- PROBLEM TO SOLVE: All lines from the one containing "the red trousers." to the end of the listing below are to be reproduced exactly, and no others.

- INFORMATION GIVEN:
┌──
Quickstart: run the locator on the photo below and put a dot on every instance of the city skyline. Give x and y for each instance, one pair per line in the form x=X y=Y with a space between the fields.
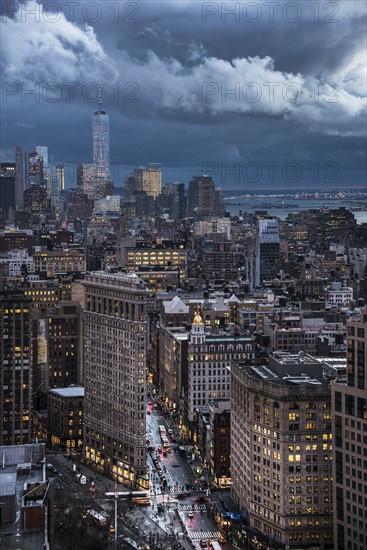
x=193 y=87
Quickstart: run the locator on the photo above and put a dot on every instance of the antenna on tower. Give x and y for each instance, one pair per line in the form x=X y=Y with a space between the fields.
x=100 y=96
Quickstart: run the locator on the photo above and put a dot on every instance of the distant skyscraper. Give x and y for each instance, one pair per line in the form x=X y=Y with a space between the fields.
x=19 y=178
x=176 y=192
x=101 y=147
x=115 y=329
x=267 y=250
x=15 y=360
x=42 y=151
x=7 y=186
x=34 y=169
x=145 y=178
x=55 y=181
x=203 y=198
x=86 y=180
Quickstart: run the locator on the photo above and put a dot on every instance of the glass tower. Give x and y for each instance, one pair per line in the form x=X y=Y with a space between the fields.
x=101 y=147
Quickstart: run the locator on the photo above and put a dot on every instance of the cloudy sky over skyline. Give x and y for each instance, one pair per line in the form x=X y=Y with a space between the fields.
x=258 y=94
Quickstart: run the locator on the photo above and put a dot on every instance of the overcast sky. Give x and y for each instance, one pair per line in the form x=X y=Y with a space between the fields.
x=258 y=94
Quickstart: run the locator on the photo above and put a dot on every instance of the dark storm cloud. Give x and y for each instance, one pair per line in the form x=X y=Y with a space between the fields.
x=166 y=68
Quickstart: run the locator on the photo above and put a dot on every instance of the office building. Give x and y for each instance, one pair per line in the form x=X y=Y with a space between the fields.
x=101 y=148
x=7 y=187
x=52 y=262
x=349 y=401
x=267 y=260
x=281 y=450
x=147 y=179
x=34 y=169
x=36 y=201
x=19 y=178
x=209 y=357
x=162 y=254
x=86 y=180
x=65 y=411
x=115 y=347
x=203 y=198
x=15 y=360
x=175 y=194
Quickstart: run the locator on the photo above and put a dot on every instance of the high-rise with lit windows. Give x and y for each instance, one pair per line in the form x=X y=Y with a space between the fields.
x=15 y=361
x=115 y=344
x=101 y=148
x=281 y=450
x=350 y=442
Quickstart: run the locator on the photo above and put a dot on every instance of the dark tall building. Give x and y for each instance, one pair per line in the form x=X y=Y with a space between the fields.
x=175 y=192
x=34 y=169
x=115 y=347
x=203 y=198
x=101 y=149
x=267 y=250
x=15 y=361
x=36 y=200
x=7 y=186
x=19 y=178
x=349 y=401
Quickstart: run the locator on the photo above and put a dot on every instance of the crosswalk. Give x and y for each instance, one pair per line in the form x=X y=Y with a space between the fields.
x=190 y=507
x=197 y=535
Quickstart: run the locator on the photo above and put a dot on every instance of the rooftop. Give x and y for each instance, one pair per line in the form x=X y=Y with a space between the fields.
x=71 y=391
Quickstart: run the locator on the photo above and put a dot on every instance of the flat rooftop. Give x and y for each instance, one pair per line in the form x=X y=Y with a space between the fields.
x=71 y=391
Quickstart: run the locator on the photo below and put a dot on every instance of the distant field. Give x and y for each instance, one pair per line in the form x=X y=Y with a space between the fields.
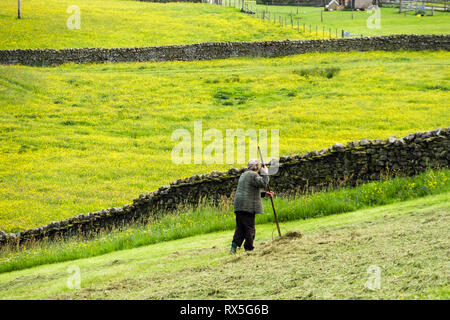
x=120 y=23
x=391 y=21
x=79 y=138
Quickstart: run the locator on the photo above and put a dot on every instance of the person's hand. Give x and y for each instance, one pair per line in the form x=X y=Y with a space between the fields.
x=265 y=170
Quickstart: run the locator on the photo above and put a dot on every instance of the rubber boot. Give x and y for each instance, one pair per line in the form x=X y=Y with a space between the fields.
x=233 y=247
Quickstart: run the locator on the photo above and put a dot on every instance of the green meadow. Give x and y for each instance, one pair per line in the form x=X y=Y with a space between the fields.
x=79 y=138
x=122 y=23
x=356 y=22
x=323 y=258
x=188 y=222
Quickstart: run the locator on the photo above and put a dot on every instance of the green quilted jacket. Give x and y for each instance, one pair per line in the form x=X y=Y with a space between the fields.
x=248 y=193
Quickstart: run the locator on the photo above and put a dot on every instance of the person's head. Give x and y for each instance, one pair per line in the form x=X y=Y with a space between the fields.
x=254 y=165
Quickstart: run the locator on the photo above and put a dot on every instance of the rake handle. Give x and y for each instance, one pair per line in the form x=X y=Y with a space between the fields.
x=271 y=199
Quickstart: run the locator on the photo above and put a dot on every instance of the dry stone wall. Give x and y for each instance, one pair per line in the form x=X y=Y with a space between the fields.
x=222 y=50
x=351 y=164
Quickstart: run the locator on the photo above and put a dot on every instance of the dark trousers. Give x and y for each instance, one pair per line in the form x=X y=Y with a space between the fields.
x=245 y=230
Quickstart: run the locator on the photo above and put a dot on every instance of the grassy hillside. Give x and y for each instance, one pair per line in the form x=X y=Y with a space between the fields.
x=121 y=23
x=207 y=219
x=407 y=241
x=390 y=21
x=79 y=138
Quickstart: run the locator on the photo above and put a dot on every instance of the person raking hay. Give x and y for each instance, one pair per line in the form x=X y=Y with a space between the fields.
x=247 y=203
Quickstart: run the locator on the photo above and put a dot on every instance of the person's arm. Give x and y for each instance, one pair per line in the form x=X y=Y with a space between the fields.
x=261 y=181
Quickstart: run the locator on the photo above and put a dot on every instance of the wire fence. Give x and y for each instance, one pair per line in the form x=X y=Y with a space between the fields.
x=286 y=20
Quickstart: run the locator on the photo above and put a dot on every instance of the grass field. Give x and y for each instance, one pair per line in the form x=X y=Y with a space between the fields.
x=79 y=138
x=391 y=21
x=207 y=219
x=407 y=241
x=121 y=23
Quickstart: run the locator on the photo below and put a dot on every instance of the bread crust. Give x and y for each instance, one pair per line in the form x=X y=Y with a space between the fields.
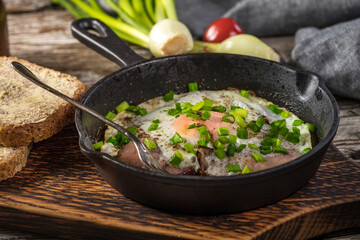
x=13 y=161
x=16 y=135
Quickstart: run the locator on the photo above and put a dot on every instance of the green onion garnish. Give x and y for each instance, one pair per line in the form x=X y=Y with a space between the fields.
x=275 y=108
x=176 y=159
x=231 y=150
x=306 y=150
x=244 y=93
x=240 y=147
x=189 y=148
x=110 y=115
x=232 y=139
x=223 y=131
x=232 y=168
x=228 y=118
x=122 y=106
x=310 y=126
x=193 y=87
x=98 y=145
x=279 y=150
x=151 y=145
x=285 y=114
x=205 y=115
x=246 y=170
x=176 y=139
x=113 y=140
x=253 y=146
x=218 y=109
x=242 y=133
x=223 y=139
x=253 y=127
x=258 y=157
x=218 y=144
x=220 y=153
x=169 y=96
x=297 y=122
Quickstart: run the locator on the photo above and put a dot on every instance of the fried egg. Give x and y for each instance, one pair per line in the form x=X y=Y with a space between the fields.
x=201 y=128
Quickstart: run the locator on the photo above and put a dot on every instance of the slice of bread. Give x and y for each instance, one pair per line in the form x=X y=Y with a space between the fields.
x=29 y=113
x=12 y=160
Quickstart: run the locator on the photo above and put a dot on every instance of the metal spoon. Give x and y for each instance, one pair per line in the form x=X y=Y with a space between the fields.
x=143 y=152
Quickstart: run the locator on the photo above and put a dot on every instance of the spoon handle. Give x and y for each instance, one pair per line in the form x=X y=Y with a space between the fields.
x=144 y=153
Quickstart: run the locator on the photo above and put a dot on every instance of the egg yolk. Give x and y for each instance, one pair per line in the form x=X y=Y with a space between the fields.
x=181 y=124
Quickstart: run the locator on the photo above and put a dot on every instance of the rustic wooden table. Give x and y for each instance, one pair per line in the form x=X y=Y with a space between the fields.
x=40 y=33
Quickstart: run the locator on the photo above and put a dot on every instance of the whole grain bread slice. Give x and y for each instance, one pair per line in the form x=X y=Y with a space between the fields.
x=12 y=160
x=27 y=112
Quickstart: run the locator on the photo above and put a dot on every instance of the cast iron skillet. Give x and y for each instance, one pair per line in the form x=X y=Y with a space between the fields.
x=301 y=92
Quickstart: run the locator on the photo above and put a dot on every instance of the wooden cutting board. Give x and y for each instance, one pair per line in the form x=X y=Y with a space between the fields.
x=59 y=193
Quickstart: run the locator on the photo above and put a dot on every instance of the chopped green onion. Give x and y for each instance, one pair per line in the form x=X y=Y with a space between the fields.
x=220 y=153
x=98 y=145
x=297 y=122
x=242 y=133
x=122 y=106
x=285 y=114
x=244 y=93
x=223 y=131
x=279 y=150
x=176 y=139
x=246 y=170
x=110 y=115
x=253 y=127
x=258 y=157
x=275 y=108
x=306 y=150
x=218 y=109
x=260 y=122
x=232 y=168
x=113 y=140
x=173 y=112
x=151 y=145
x=205 y=115
x=265 y=152
x=218 y=144
x=197 y=106
x=232 y=139
x=240 y=147
x=310 y=126
x=193 y=87
x=253 y=146
x=224 y=139
x=176 y=159
x=293 y=138
x=186 y=107
x=169 y=96
x=226 y=117
x=231 y=149
x=189 y=148
x=153 y=127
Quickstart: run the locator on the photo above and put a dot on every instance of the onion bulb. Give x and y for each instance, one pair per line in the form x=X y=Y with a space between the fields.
x=170 y=37
x=249 y=45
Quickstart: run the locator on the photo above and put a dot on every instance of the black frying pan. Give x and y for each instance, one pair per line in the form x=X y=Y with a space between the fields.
x=301 y=92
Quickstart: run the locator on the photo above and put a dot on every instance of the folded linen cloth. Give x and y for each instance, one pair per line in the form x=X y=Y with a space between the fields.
x=334 y=54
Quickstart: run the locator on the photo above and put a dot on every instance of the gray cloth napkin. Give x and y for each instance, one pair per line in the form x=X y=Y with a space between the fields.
x=334 y=54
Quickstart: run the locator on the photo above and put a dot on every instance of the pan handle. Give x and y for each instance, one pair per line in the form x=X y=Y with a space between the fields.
x=105 y=42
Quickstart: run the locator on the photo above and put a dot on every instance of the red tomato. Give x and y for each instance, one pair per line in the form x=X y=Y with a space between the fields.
x=221 y=29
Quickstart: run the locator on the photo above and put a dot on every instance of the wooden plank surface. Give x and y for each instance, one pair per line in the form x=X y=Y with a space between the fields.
x=40 y=32
x=60 y=188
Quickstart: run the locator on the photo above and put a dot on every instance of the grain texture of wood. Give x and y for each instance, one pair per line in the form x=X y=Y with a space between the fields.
x=61 y=188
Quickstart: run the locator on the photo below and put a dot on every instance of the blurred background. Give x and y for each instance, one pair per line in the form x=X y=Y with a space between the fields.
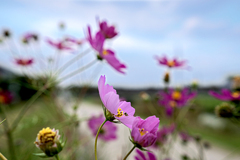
x=204 y=33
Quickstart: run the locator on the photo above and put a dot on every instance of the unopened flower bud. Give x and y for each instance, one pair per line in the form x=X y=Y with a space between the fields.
x=48 y=140
x=224 y=110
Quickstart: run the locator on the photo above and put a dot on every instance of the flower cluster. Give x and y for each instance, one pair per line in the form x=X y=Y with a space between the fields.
x=144 y=132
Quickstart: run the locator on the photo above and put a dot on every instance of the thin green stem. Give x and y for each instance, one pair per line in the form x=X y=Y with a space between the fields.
x=2 y=157
x=8 y=133
x=129 y=153
x=56 y=156
x=99 y=129
x=78 y=71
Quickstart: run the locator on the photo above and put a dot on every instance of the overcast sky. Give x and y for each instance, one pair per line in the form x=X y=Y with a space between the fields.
x=204 y=32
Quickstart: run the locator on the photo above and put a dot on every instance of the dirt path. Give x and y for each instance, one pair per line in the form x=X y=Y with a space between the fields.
x=115 y=149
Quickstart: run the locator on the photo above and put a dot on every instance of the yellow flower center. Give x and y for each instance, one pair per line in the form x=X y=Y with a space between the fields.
x=142 y=132
x=105 y=52
x=120 y=112
x=47 y=136
x=171 y=63
x=172 y=104
x=176 y=95
x=235 y=94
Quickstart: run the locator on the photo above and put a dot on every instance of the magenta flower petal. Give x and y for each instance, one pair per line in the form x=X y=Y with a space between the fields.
x=108 y=131
x=144 y=132
x=123 y=111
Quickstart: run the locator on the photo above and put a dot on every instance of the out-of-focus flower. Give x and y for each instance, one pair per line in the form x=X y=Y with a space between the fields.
x=74 y=40
x=166 y=78
x=24 y=62
x=226 y=95
x=61 y=45
x=115 y=109
x=170 y=63
x=141 y=156
x=224 y=110
x=175 y=98
x=145 y=96
x=108 y=131
x=185 y=137
x=29 y=36
x=5 y=97
x=144 y=132
x=48 y=140
x=107 y=54
x=6 y=33
x=107 y=31
x=162 y=135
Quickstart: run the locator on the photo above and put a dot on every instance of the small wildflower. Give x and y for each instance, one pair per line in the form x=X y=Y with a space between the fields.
x=48 y=140
x=108 y=131
x=166 y=78
x=114 y=108
x=175 y=98
x=226 y=95
x=144 y=132
x=224 y=110
x=107 y=31
x=24 y=62
x=170 y=63
x=61 y=45
x=6 y=33
x=163 y=134
x=141 y=156
x=5 y=97
x=28 y=37
x=107 y=54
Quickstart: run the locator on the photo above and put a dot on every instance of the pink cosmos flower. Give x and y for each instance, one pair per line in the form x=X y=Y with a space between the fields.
x=162 y=135
x=5 y=97
x=170 y=63
x=121 y=110
x=174 y=98
x=226 y=95
x=61 y=45
x=24 y=62
x=141 y=156
x=185 y=136
x=108 y=131
x=144 y=132
x=76 y=41
x=107 y=31
x=97 y=44
x=29 y=36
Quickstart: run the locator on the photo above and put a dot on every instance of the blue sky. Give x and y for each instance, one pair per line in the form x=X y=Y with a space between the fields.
x=204 y=32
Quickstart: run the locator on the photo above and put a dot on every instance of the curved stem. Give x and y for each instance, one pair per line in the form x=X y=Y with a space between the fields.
x=78 y=70
x=129 y=152
x=99 y=129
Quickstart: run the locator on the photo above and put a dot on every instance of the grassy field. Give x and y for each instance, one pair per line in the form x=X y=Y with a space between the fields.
x=44 y=113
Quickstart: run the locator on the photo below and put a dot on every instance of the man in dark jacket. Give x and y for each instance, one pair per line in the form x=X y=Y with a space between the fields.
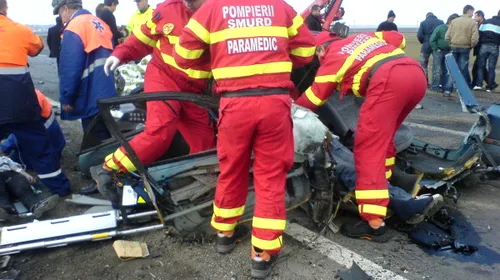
x=313 y=20
x=54 y=40
x=489 y=50
x=107 y=16
x=424 y=35
x=441 y=80
x=479 y=17
x=389 y=24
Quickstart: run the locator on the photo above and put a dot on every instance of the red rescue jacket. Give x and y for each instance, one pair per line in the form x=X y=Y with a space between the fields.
x=347 y=64
x=158 y=36
x=252 y=45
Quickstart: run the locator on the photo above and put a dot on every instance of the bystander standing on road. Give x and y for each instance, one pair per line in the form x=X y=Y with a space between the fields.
x=107 y=16
x=313 y=20
x=479 y=17
x=144 y=13
x=488 y=52
x=441 y=80
x=424 y=35
x=54 y=40
x=463 y=36
x=389 y=24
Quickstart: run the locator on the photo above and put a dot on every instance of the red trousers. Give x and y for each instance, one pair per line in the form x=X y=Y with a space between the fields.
x=163 y=119
x=262 y=125
x=394 y=90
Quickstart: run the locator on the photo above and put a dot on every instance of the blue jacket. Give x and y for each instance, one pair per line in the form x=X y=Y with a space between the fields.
x=489 y=31
x=425 y=32
x=85 y=46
└──
- RESULT FOR THIS EXERCISE:
Quickstart: run the locator on the photo above and put a dot on every instance of the red trousers. Give x and y for each instance, one pair per line in the form x=X y=Y with a space between the fields.
x=163 y=119
x=262 y=125
x=394 y=90
Quickstart: run the locator on the photo above and put a dot on every instance of the blue jacket. Give x and y for each instance, one pair per line in the form x=X y=Y with a space between the fields.
x=489 y=31
x=425 y=32
x=85 y=46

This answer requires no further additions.